Source data

──────────

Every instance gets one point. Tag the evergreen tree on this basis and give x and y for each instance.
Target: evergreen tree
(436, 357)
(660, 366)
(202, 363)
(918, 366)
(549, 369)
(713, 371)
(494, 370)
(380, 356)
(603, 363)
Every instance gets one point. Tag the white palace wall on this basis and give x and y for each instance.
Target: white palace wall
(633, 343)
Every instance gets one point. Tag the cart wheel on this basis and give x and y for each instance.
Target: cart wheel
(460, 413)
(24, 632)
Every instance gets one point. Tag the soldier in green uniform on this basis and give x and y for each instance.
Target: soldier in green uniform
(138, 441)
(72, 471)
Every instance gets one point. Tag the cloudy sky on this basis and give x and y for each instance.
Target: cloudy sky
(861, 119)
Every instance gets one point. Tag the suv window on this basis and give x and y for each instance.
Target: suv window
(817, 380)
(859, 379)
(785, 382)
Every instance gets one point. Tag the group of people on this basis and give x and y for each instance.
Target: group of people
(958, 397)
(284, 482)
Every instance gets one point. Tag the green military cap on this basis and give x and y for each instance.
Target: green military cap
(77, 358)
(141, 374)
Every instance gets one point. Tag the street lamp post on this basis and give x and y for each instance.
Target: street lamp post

──────────

How to complete this task ▸ Lines above with "Every" in them are the ones to copy.

Problem solution ▸
Every instance gets one point. Tag the evergreen tree on this basis and give x and y for each instance.
Every instance gets one point. Tag the white palace wall on this basis and give x and y for each instance.
Every instance gets one point. Tag the cart wheel on this basis and give x and y for each instance.
Every instance gets one point. Tag the soldier in green uniform on this basis and give x and y for each instance.
Every instance gets one point. Tag the cloudy sky on this basis and give x and y for each instance.
Every instance gets one point. Tag the suv window on this basis and give x and y for each instance.
Every instance gets one point. Tag the group of people on this basis and give x and y for each instance.
Every instance gets one point. Tag the green military cap on this basis and give x and y for each instance.
Every instance gets one point. Tag the street lamp post on this basis and give x and y for each instance.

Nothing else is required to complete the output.